Copy the rows below word for word, starting with the line that contains "Target: yellow leaf" and continuing through the last row.

* **Provided material**
▼

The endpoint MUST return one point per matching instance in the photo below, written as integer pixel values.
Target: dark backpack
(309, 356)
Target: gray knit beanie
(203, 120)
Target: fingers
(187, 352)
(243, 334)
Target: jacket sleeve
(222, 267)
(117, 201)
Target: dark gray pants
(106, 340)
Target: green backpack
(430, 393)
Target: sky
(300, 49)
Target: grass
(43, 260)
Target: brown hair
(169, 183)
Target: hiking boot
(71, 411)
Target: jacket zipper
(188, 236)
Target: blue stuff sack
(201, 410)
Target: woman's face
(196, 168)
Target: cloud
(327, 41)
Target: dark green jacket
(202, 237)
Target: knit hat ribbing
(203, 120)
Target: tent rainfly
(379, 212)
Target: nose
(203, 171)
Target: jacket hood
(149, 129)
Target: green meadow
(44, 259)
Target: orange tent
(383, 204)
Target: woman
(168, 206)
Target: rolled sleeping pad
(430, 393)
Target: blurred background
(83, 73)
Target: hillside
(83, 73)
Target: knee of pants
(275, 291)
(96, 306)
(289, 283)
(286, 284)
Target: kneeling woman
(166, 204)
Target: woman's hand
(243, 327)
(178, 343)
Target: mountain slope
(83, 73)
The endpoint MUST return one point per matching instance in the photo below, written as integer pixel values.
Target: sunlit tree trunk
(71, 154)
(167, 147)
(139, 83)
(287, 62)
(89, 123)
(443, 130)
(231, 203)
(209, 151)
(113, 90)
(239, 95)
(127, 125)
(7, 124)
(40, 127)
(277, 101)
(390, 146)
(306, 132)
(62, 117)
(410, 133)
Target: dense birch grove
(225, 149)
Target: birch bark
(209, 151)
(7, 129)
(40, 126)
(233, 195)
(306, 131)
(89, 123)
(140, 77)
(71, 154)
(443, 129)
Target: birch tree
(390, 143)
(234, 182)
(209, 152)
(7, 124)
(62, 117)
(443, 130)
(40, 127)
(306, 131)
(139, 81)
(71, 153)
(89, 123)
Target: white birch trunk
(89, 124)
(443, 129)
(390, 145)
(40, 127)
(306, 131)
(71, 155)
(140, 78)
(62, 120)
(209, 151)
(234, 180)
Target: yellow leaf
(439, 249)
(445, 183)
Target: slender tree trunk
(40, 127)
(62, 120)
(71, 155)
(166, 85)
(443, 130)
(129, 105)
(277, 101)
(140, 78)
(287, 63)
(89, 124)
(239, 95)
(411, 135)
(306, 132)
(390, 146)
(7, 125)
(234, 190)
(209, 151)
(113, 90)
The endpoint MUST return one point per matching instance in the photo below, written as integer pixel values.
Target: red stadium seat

▲

* **Expected output**
Target: yellow leaf
(439, 249)
(445, 183)
Target: slender tree trunk
(40, 127)
(62, 120)
(71, 155)
(166, 85)
(443, 130)
(129, 105)
(277, 101)
(140, 78)
(287, 63)
(89, 124)
(239, 95)
(411, 135)
(306, 132)
(390, 146)
(7, 125)
(234, 190)
(209, 151)
(113, 90)
The endpoint MUST return one point per matching instance in the photo below, written as integer pixel values.
Target: red stadium seat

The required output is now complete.